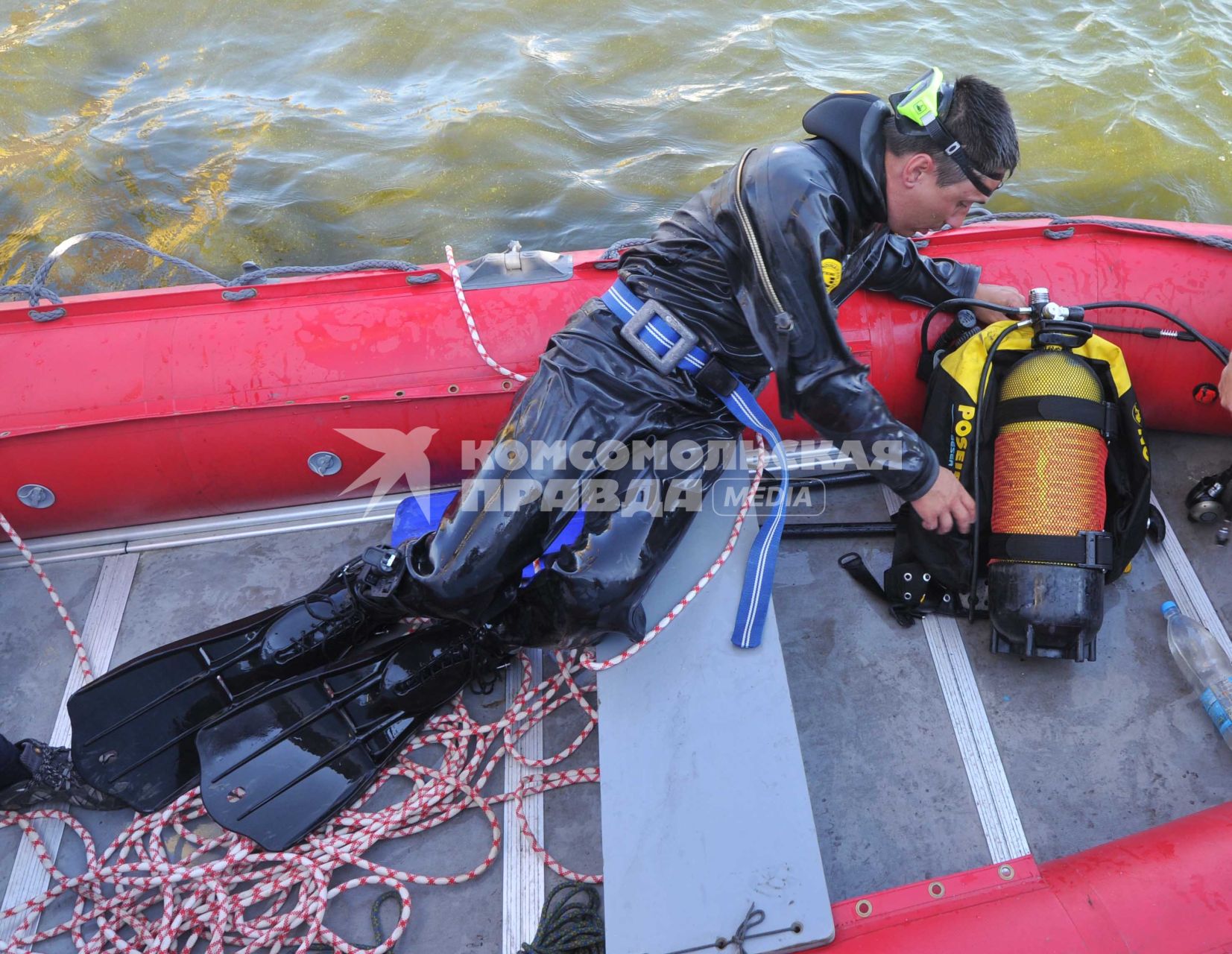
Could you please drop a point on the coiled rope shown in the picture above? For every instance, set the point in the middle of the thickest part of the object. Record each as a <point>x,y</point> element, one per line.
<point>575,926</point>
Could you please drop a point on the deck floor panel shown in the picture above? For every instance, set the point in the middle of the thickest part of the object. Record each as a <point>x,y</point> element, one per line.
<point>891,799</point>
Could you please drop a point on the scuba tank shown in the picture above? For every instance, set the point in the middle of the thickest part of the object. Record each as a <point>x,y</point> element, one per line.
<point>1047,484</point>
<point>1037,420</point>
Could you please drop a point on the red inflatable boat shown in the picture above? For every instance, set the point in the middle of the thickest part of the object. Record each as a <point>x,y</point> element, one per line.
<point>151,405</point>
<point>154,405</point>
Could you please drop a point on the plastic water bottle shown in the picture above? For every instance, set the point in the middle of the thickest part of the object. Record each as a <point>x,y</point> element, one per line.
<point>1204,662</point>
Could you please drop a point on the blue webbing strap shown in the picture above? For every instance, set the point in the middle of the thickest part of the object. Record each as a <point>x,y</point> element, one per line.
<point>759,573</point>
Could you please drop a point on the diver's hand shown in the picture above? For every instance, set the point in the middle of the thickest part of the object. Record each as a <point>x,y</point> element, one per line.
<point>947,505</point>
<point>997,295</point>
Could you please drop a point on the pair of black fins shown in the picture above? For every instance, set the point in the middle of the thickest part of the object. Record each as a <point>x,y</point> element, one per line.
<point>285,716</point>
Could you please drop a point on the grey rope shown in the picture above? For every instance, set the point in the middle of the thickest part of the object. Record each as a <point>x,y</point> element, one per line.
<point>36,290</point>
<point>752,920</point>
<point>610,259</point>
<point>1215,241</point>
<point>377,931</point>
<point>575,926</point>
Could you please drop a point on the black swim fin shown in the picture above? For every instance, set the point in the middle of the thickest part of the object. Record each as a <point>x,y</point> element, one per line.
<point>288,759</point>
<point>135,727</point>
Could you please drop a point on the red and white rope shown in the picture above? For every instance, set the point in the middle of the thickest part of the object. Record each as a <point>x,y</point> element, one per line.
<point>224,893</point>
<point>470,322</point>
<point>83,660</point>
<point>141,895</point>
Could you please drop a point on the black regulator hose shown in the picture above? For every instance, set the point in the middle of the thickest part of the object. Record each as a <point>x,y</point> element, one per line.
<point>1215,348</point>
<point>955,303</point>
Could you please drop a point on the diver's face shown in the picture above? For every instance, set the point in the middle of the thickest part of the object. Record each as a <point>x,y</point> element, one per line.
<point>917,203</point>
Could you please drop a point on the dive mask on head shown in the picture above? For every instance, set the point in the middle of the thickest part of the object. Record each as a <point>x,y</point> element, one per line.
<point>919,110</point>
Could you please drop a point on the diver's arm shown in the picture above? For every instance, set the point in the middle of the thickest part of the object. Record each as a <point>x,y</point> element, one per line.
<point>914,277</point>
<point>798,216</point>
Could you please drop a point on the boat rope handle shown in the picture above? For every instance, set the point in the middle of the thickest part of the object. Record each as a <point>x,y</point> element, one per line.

* Task requirements *
Copy the lines verbatim, beginning with the line that contains "Could you please drop a point on the red and" and continuing through the last line of the rows, including both ends.

* Correct response *
Could you please drop a point on the red and white rope shown in the picture above? For every instance, set the point in the middle of the thickest part of the object. Record each as a <point>x,y</point> element, one per line.
<point>224,893</point>
<point>470,322</point>
<point>83,660</point>
<point>141,895</point>
Could you please drop a point on the black regulator hose shown in the picture above? For every instance, set the point in the middle of the thickest part of the object. Record each as a <point>x,y</point> element, one per line.
<point>1215,348</point>
<point>955,303</point>
Could you please drop a point on the diver's face shown in the picture above? For every instance, set the point in the middle of the thickest part of the object. Record each as a <point>x,y</point> element, one per line.
<point>917,203</point>
Could you please drop a point on the dive mask on head shown in the picture above? For every instance, set the point in the middle of the thickest part of the object. Record each as a <point>x,y</point> element, one per line.
<point>919,110</point>
Could you please drop a point on the diver's arm shown in the picture above? For every instance, set the point in the middle of the thickest part of the object. Record each as a <point>x,y</point> element, one per line.
<point>914,277</point>
<point>798,216</point>
Could you please drop a point on the boat rope handle shown in the picture above? For every instance, set the point in the middle of the thickest part of the object. Record each as a <point>x,y</point> element, one per line.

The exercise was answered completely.